Your goal: Could you lay out every line of the items below as a JSON list of strings, one string per line, with blank lines left out?

____

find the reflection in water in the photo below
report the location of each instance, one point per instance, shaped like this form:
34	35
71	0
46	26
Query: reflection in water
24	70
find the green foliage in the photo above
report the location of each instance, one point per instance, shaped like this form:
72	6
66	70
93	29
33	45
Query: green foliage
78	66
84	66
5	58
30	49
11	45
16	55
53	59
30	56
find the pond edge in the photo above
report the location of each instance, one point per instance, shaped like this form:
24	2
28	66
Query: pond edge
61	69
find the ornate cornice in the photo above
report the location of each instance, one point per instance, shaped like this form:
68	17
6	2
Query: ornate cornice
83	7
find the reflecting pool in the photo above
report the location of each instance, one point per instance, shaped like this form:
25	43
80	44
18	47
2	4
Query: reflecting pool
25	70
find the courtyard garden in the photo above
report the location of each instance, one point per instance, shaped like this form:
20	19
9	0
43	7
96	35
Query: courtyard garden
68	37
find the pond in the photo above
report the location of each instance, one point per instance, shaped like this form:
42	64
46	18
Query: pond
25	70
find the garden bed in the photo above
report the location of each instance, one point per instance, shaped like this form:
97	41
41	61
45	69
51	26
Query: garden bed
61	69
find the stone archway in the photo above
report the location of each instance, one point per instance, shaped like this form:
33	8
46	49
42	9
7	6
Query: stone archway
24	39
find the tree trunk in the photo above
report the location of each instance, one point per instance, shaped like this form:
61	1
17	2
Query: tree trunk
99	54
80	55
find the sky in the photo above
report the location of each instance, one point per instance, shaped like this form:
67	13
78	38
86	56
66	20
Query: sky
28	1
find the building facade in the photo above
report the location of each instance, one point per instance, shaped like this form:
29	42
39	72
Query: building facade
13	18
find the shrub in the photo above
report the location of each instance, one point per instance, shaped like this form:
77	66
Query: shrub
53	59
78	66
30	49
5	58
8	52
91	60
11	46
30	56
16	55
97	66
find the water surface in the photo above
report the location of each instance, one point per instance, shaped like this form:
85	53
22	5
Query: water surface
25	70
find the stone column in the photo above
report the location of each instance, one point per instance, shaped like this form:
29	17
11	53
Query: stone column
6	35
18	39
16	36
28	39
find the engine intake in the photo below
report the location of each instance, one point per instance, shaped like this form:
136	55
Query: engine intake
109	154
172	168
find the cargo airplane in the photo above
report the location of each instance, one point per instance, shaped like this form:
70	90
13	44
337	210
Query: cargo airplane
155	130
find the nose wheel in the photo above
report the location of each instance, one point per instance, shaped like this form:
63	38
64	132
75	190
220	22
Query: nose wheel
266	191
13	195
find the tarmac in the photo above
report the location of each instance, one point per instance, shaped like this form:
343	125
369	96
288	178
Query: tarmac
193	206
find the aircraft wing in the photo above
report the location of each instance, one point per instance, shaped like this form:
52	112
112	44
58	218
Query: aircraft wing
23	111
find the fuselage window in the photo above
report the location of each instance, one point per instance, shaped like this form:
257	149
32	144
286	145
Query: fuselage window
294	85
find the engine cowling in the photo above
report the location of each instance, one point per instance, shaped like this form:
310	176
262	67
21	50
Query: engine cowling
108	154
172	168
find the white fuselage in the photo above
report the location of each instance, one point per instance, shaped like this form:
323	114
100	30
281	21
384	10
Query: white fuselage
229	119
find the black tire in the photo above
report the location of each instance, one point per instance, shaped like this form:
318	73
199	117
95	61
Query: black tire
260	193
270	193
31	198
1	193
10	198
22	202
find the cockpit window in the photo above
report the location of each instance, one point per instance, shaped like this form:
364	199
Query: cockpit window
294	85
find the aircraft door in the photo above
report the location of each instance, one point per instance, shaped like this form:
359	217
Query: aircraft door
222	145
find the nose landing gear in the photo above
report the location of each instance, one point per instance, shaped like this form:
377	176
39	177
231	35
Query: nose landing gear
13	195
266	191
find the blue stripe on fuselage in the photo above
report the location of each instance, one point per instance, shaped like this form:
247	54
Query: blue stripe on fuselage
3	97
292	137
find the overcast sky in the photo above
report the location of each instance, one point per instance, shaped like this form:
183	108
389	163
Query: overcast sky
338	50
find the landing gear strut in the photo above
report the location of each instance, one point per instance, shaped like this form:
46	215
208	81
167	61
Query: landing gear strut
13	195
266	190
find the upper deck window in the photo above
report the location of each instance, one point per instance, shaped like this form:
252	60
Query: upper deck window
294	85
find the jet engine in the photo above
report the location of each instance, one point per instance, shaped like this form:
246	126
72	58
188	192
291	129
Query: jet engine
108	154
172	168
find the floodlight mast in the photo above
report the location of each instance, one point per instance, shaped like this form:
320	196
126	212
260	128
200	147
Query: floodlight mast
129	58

____

Result of the task:
[
  "find the reflection in water in the photo below",
  "report the location of each instance, one point per instance, shaped like this form:",
  "34\t35",
  "71\t0",
  "46\t26",
  "Query: reflection in water",
  "24\t70",
  "find the green foliage in the photo above",
  "report the location of each instance, one point per instance, shaped like this form:",
  "72\t6",
  "66\t70",
  "93\t29",
  "33\t45",
  "Query: green foliage",
  "78\t66",
  "84\t66",
  "5\t58",
  "30\t49",
  "11\t45",
  "16\t55",
  "53\t59",
  "30\t56",
  "find the pond edge in the photo above",
  "report the location of each instance, one point per instance, shaped like this form:",
  "24\t2",
  "28\t66",
  "Query: pond edge",
  "61\t69",
  "find the ornate cornice in the photo above",
  "report the location of each instance, one point per instance, shaped like this form:",
  "68\t17",
  "6\t2",
  "Query: ornate cornice",
  "83\t7",
  "find the reflecting pool in the photo above",
  "report the location of each instance, one point per instance, shaped like this form:",
  "25\t43",
  "80\t44",
  "18\t47",
  "2\t4",
  "Query: reflecting pool",
  "25\t70",
  "find the courtyard garden in the photo above",
  "report the location of each instance, one point per instance, shaped like this form:",
  "20\t19",
  "9\t0",
  "43\t7",
  "96\t35",
  "Query: courtyard garden",
  "68\t37",
  "find the pond in the photo above",
  "report the location of each instance, one point per instance, shaped like this form:",
  "42\t64",
  "46\t18",
  "Query: pond",
  "25\t70",
  "find the garden bed in the photo above",
  "report the location of each instance, one point per instance, shaped like this form:",
  "97\t41",
  "41\t61",
  "45\t69",
  "51\t26",
  "Query: garden bed",
  "61\t69",
  "find the stone archway in the photo above",
  "report the location of each instance, one point per instance, shaped like this form:",
  "33\t8",
  "46\t49",
  "42\t9",
  "7\t6",
  "Query: stone archway",
  "24\t39",
  "find the tree trunk in the photo above",
  "report the location of each instance, one point per instance, shaped like this form:",
  "61\t1",
  "17\t2",
  "Query: tree trunk",
  "99\t54",
  "80\t55",
  "find the sky in the photo above",
  "report the location of each instance, one point per instance, shaped like this form:",
  "67\t13",
  "78\t38",
  "86\t56",
  "66\t20",
  "Query: sky",
  "28\t1",
  "find the building facade in the photo above",
  "report the location of each instance, one point per instance, shaped like this form:",
  "29\t42",
  "39\t72",
  "Query: building facade",
  "13\t18",
  "find the shrub in the photo above",
  "report the location of each instance, one point per instance, shaped like this form:",
  "77\t66",
  "Query: shrub",
  "53\t59",
  "78\t66",
  "30\t49",
  "5\t58",
  "8\t52",
  "91\t60",
  "11\t46",
  "30\t56",
  "16\t55",
  "97\t66",
  "find the water surface in the photo above",
  "report the location of each instance, one point per instance, shaped like this form:",
  "85\t53",
  "22\t5",
  "Query: water surface",
  "25\t70",
  "find the stone column in the photo above",
  "report the location of each instance, one point per instance, shaped like this form:",
  "29\t17",
  "11\t53",
  "Query: stone column",
  "6\t35",
  "18\t39",
  "16\t36",
  "28\t39",
  "find the engine intake in the photo below",
  "report the location of each instance, one point per instance, shaped like this form:",
  "136\t55",
  "Query: engine intake",
  "109\t154",
  "172\t168",
  "find the cargo airplane in the photo above",
  "report the location of each instance, one point per instance, shaped like this form:",
  "70\t90",
  "13\t44",
  "337\t210",
  "Query: cargo airplane",
  "155\t130",
  "find the nose wheel in the photo above",
  "report the location of each instance, one point per instance, shaped like this form:",
  "63\t38",
  "64\t132",
  "75\t190",
  "220\t22",
  "Query: nose wheel",
  "266\t191",
  "13\t195",
  "find the tarmac in the photo above",
  "report the location of each instance, one point per instance, shaped like this form:",
  "343\t125",
  "369\t96",
  "288\t178",
  "Query: tarmac",
  "193\t206",
  "find the aircraft wing in the photo above",
  "report the location of each instance, one point per instance, shaped like this form:",
  "52\t112",
  "112\t44",
  "58\t218",
  "Query: aircraft wing",
  "23\t111",
  "find the fuselage window in the photo above",
  "report the location of each instance, one point per instance, shaped like this form:",
  "257\t149",
  "32\t144",
  "286\t145",
  "Query: fuselage window",
  "294\t85",
  "find the engine cowling in the photo above",
  "report the location of each instance, one point per instance, shaped like this form:",
  "310\t176",
  "262\t67",
  "21\t50",
  "Query: engine cowling",
  "108\t154",
  "172\t168",
  "find the white fuselage in the photo above",
  "report the location of each instance, one point per instance, shaped like this form:",
  "323\t114",
  "100\t30",
  "281\t21",
  "384\t10",
  "Query: white fuselage",
  "229\t119",
  "find the black tire in the photo above",
  "report the location of each instance, one point per instance, shaped like this form:",
  "318\t73",
  "199\t117",
  "95\t61",
  "Query: black tire",
  "260\t193",
  "270\t193",
  "31\t198",
  "1\t193",
  "10\t198",
  "22\t202",
  "find the cockpit window in the photo above",
  "report the location of each instance, one point per instance, shaped like this form:",
  "364\t199",
  "Query: cockpit window",
  "294\t85",
  "find the aircraft door in the photo above",
  "report the location of each instance, one point per instance, shaped like this form:",
  "359\t217",
  "Query: aircraft door",
  "222\t145",
  "find the nose landing gear in the photo above",
  "report the location of each instance, one point per instance, shaped like this form:",
  "377\t176",
  "39\t177",
  "231\t35",
  "Query: nose landing gear",
  "13\t195",
  "266\t191",
  "find the blue stripe on fuselage in the photo above",
  "report the location of each instance, one point per instance, shaped like this form:",
  "247\t54",
  "Query: blue stripe on fuselage",
  "3\t97",
  "292\t137",
  "find the overcast sky in the photo above",
  "report the location of each instance, one point per instance, shaped like this form:",
  "183\t108",
  "389\t163",
  "Query: overcast sky",
  "338\t50",
  "find the landing gear strut in the photo above",
  "report the location of each instance, one point per instance, shaped like this form:",
  "46\t215",
  "208\t81",
  "167\t61",
  "Query: landing gear strut",
  "13\t195",
  "266\t190",
  "find the upper deck window in the photo above",
  "report the location of each instance, one point per instance, shaped like this form:",
  "252\t60",
  "Query: upper deck window",
  "294\t85",
  "find the jet engine in the photo above",
  "report the location of each instance, one point per instance, shaped like this form:",
  "246\t126",
  "72\t58",
  "188\t192",
  "291\t129",
  "Query: jet engine",
  "108\t154",
  "172\t168",
  "find the floodlight mast in the photo above",
  "report the location of each instance, one point per instance, shaped like this form:",
  "320\t196",
  "126\t212",
  "260\t128",
  "200\t147",
  "Query: floodlight mast",
  "129\t58"
]